WORK REQUEST
Start with the line that holds "# response shape, e.g.". Please copy it and each remaining line below exactly, leaving pictures out.

Recorded data:
+ + + + +
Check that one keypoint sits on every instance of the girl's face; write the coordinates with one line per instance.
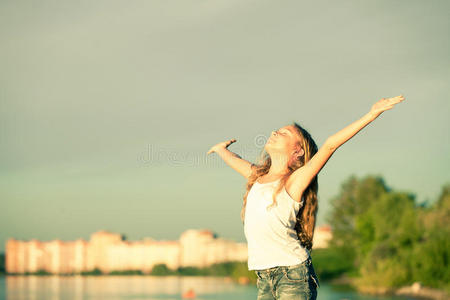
(282, 140)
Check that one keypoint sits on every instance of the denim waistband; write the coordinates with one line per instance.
(306, 262)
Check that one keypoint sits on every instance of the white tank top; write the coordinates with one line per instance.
(271, 238)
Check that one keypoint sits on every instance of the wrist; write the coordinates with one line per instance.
(372, 115)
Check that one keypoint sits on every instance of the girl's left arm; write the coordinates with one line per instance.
(303, 176)
(339, 138)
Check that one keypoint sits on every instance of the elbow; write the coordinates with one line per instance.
(330, 144)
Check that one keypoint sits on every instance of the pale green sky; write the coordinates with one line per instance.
(90, 88)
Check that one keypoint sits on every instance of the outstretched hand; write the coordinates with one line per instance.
(221, 145)
(385, 104)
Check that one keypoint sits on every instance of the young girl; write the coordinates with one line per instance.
(280, 204)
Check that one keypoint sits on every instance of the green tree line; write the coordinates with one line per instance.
(383, 238)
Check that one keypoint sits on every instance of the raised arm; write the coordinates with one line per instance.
(301, 178)
(239, 164)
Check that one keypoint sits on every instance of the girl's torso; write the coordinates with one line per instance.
(271, 238)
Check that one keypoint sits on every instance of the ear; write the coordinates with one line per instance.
(299, 152)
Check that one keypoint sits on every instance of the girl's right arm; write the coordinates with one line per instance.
(242, 166)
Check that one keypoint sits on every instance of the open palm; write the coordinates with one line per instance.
(385, 104)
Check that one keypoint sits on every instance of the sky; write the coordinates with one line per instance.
(107, 108)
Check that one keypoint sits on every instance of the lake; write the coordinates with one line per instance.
(145, 287)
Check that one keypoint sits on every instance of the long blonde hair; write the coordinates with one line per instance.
(306, 216)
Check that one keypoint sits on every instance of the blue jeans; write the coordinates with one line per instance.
(296, 282)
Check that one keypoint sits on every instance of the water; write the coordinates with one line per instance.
(144, 287)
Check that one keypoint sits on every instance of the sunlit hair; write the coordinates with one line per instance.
(306, 216)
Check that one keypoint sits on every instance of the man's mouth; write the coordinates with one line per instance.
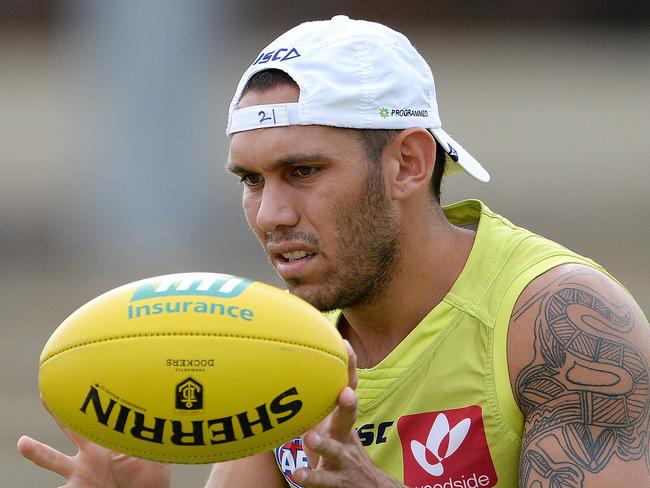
(295, 255)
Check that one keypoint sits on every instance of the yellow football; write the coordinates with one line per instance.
(193, 368)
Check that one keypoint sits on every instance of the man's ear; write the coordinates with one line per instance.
(413, 154)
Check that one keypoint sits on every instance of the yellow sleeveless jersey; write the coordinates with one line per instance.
(438, 411)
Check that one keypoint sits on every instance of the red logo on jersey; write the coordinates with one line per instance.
(446, 449)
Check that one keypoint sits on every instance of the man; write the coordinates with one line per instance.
(488, 356)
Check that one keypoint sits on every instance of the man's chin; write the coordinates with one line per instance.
(312, 294)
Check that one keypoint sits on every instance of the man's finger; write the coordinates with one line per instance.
(314, 479)
(353, 378)
(344, 415)
(327, 449)
(45, 456)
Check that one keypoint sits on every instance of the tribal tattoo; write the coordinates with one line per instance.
(587, 389)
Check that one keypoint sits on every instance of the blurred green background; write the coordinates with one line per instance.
(112, 146)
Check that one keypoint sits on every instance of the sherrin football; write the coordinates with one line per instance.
(193, 368)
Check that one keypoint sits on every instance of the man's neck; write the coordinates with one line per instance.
(429, 266)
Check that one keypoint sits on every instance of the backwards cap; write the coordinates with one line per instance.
(353, 74)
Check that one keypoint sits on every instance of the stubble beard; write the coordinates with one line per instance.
(368, 252)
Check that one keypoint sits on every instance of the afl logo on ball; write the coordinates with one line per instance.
(189, 395)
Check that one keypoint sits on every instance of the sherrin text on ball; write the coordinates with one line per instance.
(193, 368)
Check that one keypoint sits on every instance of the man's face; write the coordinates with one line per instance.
(318, 207)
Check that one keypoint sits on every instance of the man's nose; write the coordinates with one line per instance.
(277, 209)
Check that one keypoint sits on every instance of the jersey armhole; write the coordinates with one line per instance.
(505, 398)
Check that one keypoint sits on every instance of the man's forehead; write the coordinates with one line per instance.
(292, 144)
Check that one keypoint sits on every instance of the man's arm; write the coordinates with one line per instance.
(258, 470)
(578, 357)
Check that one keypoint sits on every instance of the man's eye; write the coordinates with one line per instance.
(251, 179)
(305, 170)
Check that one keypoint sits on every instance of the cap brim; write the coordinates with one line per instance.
(458, 157)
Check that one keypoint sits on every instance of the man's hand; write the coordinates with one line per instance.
(94, 466)
(335, 453)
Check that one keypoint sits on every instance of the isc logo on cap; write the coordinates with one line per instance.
(446, 449)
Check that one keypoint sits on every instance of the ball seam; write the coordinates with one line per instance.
(189, 334)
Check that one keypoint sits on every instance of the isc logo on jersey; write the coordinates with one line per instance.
(290, 456)
(446, 449)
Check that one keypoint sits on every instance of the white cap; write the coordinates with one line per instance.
(354, 74)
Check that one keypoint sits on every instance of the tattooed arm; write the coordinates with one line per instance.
(578, 356)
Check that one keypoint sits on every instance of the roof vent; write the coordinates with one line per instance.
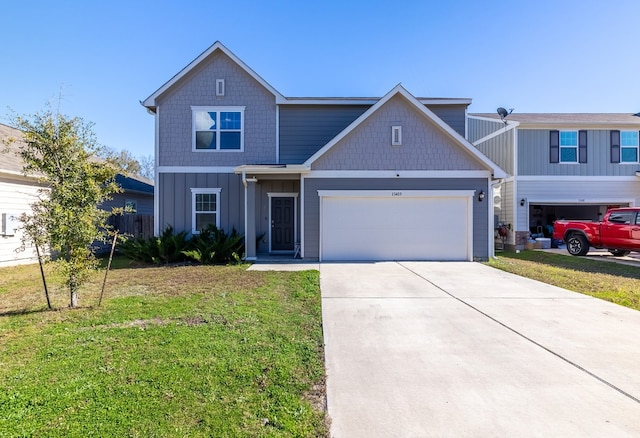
(503, 113)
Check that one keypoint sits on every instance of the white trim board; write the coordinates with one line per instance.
(397, 193)
(399, 174)
(579, 178)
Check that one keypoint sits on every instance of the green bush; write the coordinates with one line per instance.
(213, 246)
(166, 248)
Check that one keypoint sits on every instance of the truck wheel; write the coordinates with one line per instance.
(577, 245)
(619, 252)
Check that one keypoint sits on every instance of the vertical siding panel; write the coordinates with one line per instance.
(532, 158)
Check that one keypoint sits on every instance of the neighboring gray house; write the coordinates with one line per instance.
(17, 193)
(389, 178)
(572, 166)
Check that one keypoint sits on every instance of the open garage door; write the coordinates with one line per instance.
(396, 225)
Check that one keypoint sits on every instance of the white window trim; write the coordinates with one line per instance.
(135, 206)
(560, 147)
(198, 191)
(220, 87)
(637, 148)
(396, 135)
(217, 109)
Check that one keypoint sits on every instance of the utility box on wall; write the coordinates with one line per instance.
(10, 224)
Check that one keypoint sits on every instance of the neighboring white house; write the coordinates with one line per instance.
(17, 192)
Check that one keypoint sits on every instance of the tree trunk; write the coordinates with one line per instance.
(73, 288)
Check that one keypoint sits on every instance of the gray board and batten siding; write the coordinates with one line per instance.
(533, 156)
(312, 205)
(304, 129)
(425, 146)
(195, 89)
(176, 208)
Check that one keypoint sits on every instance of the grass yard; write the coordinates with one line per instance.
(609, 281)
(173, 351)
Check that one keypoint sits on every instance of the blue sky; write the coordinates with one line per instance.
(534, 56)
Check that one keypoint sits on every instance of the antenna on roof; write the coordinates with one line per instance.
(503, 113)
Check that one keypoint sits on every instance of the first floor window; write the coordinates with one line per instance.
(568, 146)
(130, 206)
(628, 146)
(218, 128)
(205, 209)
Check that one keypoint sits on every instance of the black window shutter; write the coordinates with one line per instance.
(615, 146)
(582, 146)
(554, 146)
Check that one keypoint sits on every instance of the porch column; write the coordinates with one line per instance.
(250, 219)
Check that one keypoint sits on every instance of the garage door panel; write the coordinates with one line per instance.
(387, 228)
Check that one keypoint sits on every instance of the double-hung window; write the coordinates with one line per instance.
(205, 209)
(629, 146)
(568, 146)
(218, 128)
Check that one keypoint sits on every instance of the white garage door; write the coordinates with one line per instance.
(399, 225)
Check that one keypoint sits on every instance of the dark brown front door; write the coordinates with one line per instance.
(282, 224)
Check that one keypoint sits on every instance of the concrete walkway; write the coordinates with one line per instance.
(418, 349)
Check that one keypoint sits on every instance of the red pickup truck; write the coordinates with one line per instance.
(619, 232)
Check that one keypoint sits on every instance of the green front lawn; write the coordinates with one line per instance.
(173, 351)
(609, 281)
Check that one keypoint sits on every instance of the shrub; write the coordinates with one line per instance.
(166, 248)
(214, 246)
(211, 246)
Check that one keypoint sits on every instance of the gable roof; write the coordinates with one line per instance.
(427, 114)
(150, 102)
(135, 183)
(10, 162)
(550, 119)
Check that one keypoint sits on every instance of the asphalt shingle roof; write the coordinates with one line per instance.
(567, 118)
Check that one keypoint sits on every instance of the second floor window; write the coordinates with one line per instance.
(568, 146)
(629, 146)
(218, 128)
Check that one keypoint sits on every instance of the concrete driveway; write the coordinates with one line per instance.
(417, 349)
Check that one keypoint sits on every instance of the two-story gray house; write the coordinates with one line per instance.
(390, 178)
(572, 166)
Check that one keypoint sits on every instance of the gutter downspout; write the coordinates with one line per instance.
(492, 237)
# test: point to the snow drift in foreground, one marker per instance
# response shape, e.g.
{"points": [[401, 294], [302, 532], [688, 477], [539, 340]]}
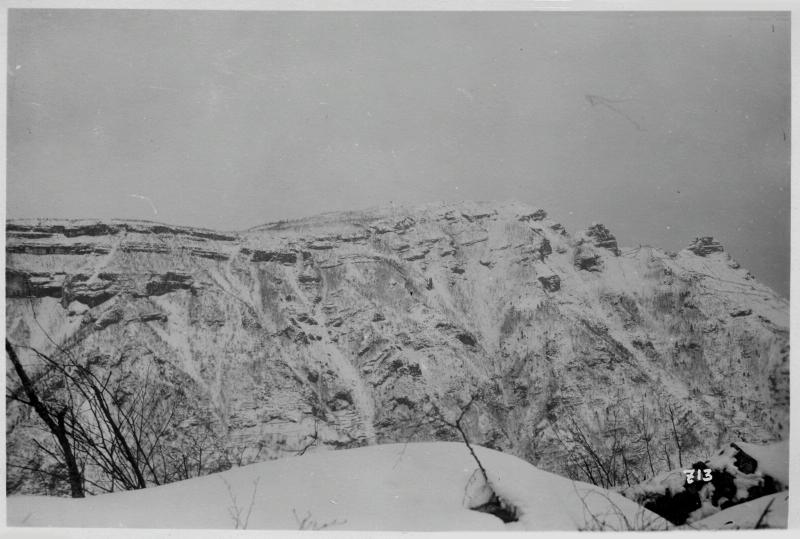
+ + + + +
RESULT BELOW
# response shape, e.g.
{"points": [[401, 294], [302, 532], [688, 477], [539, 340]]}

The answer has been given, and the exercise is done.